§ **Stated task**
Copy the items from the start through the line containing "x=528 y=421", swapping "marker" for "pin" and leaving everything else as it is.
>> Start
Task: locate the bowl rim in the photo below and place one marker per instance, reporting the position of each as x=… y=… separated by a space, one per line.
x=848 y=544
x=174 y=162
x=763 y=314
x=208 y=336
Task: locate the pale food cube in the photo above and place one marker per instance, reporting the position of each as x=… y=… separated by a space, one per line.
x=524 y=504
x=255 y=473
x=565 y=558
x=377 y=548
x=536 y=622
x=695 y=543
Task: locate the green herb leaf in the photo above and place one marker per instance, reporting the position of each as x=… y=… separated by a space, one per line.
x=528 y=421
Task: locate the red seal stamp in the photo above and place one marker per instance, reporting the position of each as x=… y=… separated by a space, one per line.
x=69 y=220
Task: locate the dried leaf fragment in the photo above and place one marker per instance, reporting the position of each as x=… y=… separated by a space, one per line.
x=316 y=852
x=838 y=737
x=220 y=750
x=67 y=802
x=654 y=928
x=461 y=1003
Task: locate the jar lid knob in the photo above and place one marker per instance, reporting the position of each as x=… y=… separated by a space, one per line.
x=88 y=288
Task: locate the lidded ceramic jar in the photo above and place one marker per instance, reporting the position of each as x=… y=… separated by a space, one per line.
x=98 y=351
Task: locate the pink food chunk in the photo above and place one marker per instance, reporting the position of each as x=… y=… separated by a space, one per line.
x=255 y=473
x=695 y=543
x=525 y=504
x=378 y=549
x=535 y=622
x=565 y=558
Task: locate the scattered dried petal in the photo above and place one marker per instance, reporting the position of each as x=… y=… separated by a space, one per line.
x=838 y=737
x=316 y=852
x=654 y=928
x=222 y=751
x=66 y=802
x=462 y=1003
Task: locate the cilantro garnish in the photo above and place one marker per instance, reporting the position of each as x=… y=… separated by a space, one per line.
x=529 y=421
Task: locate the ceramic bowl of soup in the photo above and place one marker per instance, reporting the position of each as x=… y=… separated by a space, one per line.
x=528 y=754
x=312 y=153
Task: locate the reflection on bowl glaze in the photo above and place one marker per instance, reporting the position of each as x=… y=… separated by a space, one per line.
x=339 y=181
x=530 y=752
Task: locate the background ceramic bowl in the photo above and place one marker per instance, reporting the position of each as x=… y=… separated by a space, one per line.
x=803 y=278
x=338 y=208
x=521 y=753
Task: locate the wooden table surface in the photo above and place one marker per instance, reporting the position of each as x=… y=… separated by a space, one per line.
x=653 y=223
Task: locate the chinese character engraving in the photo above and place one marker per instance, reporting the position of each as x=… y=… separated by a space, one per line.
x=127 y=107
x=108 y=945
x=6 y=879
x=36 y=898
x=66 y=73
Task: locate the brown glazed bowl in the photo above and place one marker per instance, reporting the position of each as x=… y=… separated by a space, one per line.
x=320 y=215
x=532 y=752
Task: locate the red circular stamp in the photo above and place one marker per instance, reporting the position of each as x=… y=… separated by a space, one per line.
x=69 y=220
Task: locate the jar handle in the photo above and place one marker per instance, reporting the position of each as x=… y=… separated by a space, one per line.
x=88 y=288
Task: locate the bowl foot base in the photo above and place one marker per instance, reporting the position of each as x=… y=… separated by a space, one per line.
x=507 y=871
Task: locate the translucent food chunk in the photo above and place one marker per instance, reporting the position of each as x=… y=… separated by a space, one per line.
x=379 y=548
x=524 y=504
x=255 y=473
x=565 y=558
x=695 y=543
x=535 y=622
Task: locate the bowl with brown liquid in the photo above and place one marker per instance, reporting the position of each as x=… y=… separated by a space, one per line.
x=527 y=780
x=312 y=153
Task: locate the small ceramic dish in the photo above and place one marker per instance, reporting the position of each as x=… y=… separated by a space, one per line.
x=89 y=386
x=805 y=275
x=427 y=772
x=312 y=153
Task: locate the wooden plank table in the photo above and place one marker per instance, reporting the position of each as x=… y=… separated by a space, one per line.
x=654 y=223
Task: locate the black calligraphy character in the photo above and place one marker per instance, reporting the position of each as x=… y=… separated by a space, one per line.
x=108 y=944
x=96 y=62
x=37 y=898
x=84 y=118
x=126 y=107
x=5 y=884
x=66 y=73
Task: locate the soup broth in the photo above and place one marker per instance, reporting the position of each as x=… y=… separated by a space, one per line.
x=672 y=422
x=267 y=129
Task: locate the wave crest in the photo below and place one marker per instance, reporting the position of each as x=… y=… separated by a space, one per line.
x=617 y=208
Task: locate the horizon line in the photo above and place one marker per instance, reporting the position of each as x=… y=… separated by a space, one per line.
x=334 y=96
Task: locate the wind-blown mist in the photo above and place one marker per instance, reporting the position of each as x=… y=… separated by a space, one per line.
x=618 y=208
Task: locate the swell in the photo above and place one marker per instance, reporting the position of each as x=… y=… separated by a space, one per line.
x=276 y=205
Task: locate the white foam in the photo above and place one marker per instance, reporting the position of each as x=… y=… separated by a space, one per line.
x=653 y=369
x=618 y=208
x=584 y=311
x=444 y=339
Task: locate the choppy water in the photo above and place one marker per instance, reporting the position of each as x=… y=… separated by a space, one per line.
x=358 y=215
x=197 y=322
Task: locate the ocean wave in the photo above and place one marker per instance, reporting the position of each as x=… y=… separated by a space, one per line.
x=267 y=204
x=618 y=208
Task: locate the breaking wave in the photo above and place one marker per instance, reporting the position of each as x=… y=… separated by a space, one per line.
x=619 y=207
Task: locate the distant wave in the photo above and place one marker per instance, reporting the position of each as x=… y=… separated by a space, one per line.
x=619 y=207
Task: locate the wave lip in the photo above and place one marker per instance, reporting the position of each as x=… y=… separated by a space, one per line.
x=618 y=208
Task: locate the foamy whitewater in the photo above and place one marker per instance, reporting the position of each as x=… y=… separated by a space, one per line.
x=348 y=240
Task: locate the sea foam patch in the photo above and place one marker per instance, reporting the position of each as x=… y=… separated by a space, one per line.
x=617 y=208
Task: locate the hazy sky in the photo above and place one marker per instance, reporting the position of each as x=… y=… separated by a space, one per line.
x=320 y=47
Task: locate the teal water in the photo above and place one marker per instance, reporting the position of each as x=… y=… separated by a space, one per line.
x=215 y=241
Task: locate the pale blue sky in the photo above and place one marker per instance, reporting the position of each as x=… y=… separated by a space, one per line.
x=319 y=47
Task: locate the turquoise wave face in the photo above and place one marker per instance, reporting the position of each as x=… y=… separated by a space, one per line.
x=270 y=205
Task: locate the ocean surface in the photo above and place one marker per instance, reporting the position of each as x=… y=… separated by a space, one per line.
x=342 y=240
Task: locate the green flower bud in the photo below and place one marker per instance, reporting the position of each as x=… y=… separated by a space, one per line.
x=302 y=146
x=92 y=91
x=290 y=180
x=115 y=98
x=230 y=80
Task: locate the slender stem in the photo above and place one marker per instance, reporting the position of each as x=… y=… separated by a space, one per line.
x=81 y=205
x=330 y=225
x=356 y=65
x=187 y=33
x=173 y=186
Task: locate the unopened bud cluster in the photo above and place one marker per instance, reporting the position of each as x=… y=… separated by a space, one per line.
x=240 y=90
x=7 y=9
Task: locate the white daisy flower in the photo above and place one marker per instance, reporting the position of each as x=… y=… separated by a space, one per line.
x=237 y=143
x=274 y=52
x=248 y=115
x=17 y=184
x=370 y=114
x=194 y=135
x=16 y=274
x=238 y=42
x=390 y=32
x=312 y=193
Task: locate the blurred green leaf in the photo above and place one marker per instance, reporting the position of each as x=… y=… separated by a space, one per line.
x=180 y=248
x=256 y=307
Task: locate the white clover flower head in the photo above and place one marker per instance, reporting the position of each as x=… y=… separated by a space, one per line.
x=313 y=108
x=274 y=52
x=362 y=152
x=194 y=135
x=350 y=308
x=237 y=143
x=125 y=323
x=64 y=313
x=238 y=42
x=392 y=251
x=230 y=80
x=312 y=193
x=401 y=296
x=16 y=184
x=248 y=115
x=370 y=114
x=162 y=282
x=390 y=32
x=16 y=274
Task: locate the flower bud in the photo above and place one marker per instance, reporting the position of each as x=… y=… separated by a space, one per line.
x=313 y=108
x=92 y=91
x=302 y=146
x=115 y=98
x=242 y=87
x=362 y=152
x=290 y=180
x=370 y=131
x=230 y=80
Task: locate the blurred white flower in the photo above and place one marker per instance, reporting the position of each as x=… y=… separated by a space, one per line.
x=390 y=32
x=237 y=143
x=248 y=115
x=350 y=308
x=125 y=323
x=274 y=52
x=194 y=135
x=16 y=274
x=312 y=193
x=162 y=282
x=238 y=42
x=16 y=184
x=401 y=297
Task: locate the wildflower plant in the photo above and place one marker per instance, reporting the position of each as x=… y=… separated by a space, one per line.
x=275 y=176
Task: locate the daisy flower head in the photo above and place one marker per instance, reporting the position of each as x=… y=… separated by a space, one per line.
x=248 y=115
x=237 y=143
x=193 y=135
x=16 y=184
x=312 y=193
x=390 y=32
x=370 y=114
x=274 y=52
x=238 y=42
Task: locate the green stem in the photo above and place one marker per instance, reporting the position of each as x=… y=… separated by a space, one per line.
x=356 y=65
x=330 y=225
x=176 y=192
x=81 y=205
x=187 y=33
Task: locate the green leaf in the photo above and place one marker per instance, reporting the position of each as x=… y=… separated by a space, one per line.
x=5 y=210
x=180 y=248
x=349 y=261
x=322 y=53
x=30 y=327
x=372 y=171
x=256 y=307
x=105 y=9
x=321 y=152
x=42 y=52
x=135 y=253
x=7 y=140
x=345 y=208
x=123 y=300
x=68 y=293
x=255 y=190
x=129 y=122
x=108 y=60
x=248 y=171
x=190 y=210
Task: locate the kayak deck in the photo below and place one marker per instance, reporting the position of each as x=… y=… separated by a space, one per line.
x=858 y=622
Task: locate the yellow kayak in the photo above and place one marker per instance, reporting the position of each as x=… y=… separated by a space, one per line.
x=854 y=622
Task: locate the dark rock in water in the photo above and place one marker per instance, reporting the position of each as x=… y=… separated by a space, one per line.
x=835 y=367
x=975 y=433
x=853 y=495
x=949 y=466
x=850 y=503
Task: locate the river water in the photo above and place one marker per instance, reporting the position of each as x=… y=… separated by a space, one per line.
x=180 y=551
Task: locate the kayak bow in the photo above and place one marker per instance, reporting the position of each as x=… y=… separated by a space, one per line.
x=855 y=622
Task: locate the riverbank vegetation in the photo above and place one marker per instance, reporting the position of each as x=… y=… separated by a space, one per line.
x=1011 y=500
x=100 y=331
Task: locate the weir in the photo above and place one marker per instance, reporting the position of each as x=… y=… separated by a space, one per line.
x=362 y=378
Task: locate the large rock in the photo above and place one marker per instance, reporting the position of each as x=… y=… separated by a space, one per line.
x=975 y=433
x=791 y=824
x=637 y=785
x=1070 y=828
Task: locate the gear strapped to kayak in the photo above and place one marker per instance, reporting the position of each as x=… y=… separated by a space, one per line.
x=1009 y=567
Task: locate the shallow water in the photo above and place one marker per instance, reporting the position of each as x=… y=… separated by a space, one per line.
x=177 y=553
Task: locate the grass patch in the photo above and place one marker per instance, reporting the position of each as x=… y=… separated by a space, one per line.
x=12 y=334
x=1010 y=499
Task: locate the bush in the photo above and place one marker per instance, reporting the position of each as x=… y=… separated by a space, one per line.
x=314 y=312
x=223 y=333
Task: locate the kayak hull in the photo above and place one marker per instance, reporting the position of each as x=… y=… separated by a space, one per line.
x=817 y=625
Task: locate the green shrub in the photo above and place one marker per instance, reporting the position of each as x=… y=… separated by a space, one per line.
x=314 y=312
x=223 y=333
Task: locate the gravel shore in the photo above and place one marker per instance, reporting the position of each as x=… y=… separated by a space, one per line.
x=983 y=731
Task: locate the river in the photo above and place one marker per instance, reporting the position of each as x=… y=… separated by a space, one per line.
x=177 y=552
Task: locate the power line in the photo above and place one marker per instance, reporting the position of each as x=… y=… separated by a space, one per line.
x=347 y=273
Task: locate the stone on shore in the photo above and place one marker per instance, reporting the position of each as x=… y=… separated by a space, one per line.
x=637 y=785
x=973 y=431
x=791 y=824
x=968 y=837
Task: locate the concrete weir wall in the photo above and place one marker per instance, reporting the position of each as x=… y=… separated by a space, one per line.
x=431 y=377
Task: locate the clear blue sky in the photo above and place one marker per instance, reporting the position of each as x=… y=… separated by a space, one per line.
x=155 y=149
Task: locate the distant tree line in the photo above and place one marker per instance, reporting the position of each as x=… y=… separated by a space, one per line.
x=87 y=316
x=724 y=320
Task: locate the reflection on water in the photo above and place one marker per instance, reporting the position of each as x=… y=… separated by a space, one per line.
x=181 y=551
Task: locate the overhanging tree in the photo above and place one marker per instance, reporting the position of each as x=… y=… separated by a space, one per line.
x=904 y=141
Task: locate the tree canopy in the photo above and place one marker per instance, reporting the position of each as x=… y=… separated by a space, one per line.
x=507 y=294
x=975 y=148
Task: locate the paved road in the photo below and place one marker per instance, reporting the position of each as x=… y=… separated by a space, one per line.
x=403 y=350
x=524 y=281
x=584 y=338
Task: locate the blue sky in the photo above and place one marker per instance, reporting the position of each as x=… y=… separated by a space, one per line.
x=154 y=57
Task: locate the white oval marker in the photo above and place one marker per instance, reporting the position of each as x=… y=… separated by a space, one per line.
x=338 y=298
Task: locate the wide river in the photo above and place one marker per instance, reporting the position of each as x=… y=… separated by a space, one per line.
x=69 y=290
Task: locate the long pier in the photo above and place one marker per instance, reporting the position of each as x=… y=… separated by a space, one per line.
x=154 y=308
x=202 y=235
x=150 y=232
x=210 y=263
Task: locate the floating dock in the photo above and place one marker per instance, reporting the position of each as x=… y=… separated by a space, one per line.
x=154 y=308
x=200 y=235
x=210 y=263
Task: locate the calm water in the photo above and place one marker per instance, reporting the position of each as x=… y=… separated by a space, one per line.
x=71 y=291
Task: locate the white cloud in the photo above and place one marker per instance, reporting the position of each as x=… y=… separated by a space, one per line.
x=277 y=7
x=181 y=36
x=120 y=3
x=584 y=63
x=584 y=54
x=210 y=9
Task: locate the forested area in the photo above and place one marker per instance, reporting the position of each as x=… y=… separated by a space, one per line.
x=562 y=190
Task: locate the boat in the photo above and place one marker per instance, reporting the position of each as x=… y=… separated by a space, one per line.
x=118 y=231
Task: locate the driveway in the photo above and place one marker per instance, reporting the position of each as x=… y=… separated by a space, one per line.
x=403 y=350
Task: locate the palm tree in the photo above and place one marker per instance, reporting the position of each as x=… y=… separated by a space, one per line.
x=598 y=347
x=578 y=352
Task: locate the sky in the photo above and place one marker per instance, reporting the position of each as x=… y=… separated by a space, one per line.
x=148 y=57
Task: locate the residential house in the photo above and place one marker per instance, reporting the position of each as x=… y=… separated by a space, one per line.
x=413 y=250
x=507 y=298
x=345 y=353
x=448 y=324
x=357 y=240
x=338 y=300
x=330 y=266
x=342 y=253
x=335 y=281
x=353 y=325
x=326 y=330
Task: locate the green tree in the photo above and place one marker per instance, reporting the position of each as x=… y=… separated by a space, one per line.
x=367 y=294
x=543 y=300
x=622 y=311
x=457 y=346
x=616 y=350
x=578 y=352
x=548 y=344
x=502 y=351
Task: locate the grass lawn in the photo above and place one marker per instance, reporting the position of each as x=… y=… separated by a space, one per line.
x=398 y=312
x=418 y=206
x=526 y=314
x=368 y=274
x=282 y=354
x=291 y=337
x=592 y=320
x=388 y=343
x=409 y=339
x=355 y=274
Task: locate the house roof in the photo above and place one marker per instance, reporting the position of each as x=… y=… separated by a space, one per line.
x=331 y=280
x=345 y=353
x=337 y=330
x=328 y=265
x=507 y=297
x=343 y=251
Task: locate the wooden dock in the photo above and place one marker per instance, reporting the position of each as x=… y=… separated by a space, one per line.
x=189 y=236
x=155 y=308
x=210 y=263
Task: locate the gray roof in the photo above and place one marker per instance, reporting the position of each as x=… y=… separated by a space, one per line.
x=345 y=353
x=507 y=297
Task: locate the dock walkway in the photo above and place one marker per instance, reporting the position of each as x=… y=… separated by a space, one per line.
>> End
§ **Full response**
Task: locate the bowl rim in the photo below and place one pin per instance, reporting the position of each as x=… y=… separated by a space, one per line.
x=848 y=544
x=174 y=162
x=763 y=314
x=208 y=336
Task: locate the pale food cube in the photo above and place one pin per instance, reporting the position of each as x=… y=… separated by a space, one per line.
x=524 y=504
x=255 y=473
x=565 y=558
x=377 y=548
x=536 y=622
x=695 y=543
Task: locate the green herb leaf in the photo above and place one pin per instance, reporting the position of each as x=… y=… separated by a space, one per line.
x=528 y=421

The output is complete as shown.